Records from an annotation dataset →
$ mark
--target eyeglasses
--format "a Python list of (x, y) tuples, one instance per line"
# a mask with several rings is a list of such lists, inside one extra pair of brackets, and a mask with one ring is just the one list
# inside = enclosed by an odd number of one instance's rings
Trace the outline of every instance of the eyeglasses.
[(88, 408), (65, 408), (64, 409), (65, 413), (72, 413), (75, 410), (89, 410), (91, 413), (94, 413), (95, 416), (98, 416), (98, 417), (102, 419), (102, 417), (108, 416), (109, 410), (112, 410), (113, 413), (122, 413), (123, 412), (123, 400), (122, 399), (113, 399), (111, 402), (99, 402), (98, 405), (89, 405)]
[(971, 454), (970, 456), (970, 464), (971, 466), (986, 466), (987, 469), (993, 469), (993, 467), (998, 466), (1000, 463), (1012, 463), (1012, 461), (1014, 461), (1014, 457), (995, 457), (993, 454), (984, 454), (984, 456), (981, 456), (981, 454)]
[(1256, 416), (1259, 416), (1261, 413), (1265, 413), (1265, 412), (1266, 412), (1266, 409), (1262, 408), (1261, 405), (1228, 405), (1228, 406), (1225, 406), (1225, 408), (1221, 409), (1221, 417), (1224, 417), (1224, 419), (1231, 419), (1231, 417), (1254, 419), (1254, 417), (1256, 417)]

Written task → Retype the items word for word, starting at their first line and stopping after the line that contains "405), (89, 405)]".

Response to the task →
$ mark
--target eyeglasses
--format "a Python list of (x, y) tuples, one instance per line"
# a mask with several rings is a list of such lists, inside one extra pair of brackets, and a mask with one ring is just the one list
# inside = enclosed by an odd number of one instance's rings
Trace the outline of every instance of the eyeglasses.
[(88, 408), (65, 408), (64, 409), (65, 413), (72, 413), (75, 410), (89, 410), (91, 413), (94, 413), (95, 416), (98, 416), (98, 417), (102, 419), (102, 417), (108, 416), (109, 410), (112, 410), (113, 413), (122, 413), (123, 412), (123, 400), (122, 399), (113, 399), (111, 402), (99, 402), (98, 405), (89, 405)]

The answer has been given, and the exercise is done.